**What you are asked to do:**
Write out each line below exactly as it appears.

**Data provided:**
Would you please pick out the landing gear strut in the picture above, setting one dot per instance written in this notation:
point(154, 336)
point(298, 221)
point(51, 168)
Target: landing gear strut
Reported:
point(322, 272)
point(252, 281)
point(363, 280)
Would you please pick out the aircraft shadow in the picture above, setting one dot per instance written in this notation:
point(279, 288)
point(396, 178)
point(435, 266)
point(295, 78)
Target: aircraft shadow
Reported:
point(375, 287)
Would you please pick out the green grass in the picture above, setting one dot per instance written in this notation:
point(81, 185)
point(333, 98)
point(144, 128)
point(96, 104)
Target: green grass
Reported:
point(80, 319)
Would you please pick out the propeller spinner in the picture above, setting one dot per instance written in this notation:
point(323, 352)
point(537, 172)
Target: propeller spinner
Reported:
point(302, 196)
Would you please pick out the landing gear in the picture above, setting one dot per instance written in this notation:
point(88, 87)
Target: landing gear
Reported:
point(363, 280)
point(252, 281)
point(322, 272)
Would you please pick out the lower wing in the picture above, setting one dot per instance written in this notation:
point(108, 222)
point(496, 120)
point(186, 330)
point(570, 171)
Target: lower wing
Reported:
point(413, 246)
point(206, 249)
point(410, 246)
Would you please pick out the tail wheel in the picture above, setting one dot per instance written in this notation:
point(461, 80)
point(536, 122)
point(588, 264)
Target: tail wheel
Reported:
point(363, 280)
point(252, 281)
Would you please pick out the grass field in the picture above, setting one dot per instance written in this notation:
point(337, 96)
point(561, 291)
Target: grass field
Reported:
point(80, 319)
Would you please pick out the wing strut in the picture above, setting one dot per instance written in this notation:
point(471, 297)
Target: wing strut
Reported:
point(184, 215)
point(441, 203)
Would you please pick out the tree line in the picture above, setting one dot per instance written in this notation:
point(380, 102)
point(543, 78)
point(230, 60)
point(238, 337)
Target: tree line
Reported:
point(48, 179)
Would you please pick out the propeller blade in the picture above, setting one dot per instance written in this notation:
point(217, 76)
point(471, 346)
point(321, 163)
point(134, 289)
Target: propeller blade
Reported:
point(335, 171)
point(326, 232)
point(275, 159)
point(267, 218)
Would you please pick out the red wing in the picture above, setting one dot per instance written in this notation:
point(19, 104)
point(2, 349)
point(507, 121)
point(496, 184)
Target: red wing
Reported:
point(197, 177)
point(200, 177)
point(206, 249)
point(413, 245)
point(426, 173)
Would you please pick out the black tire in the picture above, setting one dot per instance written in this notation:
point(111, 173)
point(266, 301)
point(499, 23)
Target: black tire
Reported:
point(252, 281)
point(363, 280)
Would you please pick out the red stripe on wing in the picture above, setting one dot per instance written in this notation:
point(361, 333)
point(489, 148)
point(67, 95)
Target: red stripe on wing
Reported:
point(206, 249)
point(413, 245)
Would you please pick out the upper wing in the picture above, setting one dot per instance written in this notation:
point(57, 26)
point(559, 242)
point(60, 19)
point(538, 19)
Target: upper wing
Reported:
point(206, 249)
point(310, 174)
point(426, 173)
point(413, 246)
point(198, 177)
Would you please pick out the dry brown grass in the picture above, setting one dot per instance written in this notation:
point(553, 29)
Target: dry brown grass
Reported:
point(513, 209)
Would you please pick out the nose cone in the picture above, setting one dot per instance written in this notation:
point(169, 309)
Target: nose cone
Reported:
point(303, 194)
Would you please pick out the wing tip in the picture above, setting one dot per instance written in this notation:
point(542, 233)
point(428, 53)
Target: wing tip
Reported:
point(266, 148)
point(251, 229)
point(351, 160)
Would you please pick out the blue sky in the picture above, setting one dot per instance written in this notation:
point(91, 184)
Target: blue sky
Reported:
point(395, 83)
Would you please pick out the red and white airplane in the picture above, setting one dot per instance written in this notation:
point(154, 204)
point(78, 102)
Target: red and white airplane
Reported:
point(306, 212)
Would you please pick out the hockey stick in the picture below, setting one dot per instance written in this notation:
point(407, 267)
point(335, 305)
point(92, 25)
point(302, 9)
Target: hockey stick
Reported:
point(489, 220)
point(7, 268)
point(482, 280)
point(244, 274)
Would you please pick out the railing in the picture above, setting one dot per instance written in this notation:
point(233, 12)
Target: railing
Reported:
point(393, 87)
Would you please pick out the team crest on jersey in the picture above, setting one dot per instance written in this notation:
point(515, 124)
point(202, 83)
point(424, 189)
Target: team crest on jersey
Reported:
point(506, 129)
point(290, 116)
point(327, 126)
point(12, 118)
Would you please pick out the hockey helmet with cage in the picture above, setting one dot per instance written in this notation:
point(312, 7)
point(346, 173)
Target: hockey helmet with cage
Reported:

**Solution for this task:**
Would you please pick out the landing gear strut in the picture above, setting one dot per instance written in this notation:
point(154, 336)
point(298, 221)
point(51, 168)
Target: landing gear strut
Reported:
point(322, 272)
point(252, 281)
point(363, 280)
Would you please pick out the aircraft shadow in the picture above, setting one dot per instance written in this notation:
point(279, 288)
point(396, 178)
point(435, 266)
point(295, 78)
Target: aircraft shadow
Reported:
point(375, 287)
Would you please pick out the green grass in the picture above, setting one dot per instance written in this notation:
point(81, 185)
point(333, 98)
point(144, 128)
point(96, 104)
Target: green grass
Reported:
point(80, 319)
Would you please pick out the propeller spinner in the picture above, setting one dot per instance written in this notation:
point(323, 352)
point(537, 172)
Target: propeller spinner
Reported:
point(302, 196)
Would you please pick out the landing gear in the picture above, setting one dot per instance written in this notation:
point(88, 87)
Target: landing gear
Reported:
point(363, 280)
point(252, 281)
point(322, 272)
Would you please pick out the lower wing in the picture above, setting one dot per instance written in this notation:
point(108, 222)
point(496, 120)
point(186, 330)
point(570, 171)
Target: lower wing
Reported:
point(413, 246)
point(206, 249)
point(410, 246)
Would you please pick out the tail wheel in the picture above, setting one dot per instance written in this notation:
point(461, 80)
point(536, 122)
point(588, 264)
Target: tail wheel
Reported:
point(363, 280)
point(252, 281)
Would you please pick out the grass field in the picture above, setting one dot per instance written in this notation:
point(337, 96)
point(561, 291)
Target: grass field
Reported:
point(80, 319)
Would you please pick out the wing strut in the picture above, setting one dot per instance written in this notation:
point(471, 297)
Target: wing strut
Reported:
point(184, 215)
point(441, 203)
Would you please pick out the tree line in the picture above, setting one dot per instance written in this notation:
point(380, 102)
point(543, 78)
point(230, 60)
point(238, 337)
Target: tree line
Reported:
point(48, 179)
Would you please pick out the propeller blade in the picture above, setting one dot per instance written in this notation:
point(217, 76)
point(471, 346)
point(321, 163)
point(134, 289)
Target: propeller blade
Reported:
point(335, 171)
point(326, 232)
point(275, 159)
point(267, 218)
Would you please pick out the red wing in the picture above, setting one dot per instance written in this notation:
point(19, 104)
point(2, 349)
point(507, 121)
point(496, 184)
Target: red wing
Reported:
point(197, 177)
point(200, 177)
point(206, 249)
point(413, 245)
point(426, 173)
Would you please pick out the black tire in the picture above, setting one dot per instance written in this notation:
point(111, 173)
point(266, 301)
point(499, 23)
Target: black tire
Reported:
point(252, 281)
point(363, 280)
Would you please pick out the red stripe on wing in the picture above, setting one dot per instance written in this notation:
point(361, 333)
point(489, 148)
point(67, 95)
Target: red stripe on wing
Reported:
point(206, 249)
point(413, 245)
Would you please pick out the upper wing in the picture above, setting one dot per instance written in this notation:
point(57, 26)
point(559, 242)
point(60, 19)
point(538, 19)
Target: upper wing
Reported:
point(206, 249)
point(310, 174)
point(426, 173)
point(413, 246)
point(198, 177)
Would you please pick out the dry brown grass in the picture above, setting one dot per instance written in this notation:
point(553, 29)
Target: dry brown grass
Reported:
point(513, 209)
Would you please pick out the nose cone in the picture above, setting one dot per instance written in this notation:
point(169, 309)
Target: nose cone
Reported:
point(303, 194)
Would you please pick out the wing tip in the picture above, setting one dot per instance written in this notation:
point(542, 233)
point(428, 53)
Target: wing tip
Reported:
point(266, 148)
point(251, 229)
point(351, 160)
Would you please pick out the blue sky in the picture above, setting one dot per instance written in this notation:
point(91, 184)
Target: blue sky
Reported:
point(395, 83)
Would you please pick out the red and white airplane in the picture above, setting one dot per instance written in this notation:
point(154, 204)
point(78, 102)
Target: red and white airplane
Reported:
point(306, 212)
Would you please pick out the hockey stick in the picture below, setting one dot per instance written in this notation:
point(407, 267)
point(335, 305)
point(92, 25)
point(302, 9)
Target: hockey stick
Reported:
point(489, 220)
point(7, 268)
point(482, 280)
point(244, 274)
Would you please pick out the railing in the picture above, setting one dot per instance written in this notation:
point(233, 12)
Target: railing
Reported:
point(393, 87)
Would you please pick out the team crest on jersey in the picture above, setting one dot per instance written in this notation:
point(515, 124)
point(202, 83)
point(424, 189)
Target: team crest on jersey
Reported:
point(506, 129)
point(290, 116)
point(327, 126)
point(12, 118)
Would you please pick out the hockey helmet with cage in the picture above, setting one dot per instance written in this notation:
point(312, 7)
point(346, 173)
Target: hockey helmet with cage
Reported:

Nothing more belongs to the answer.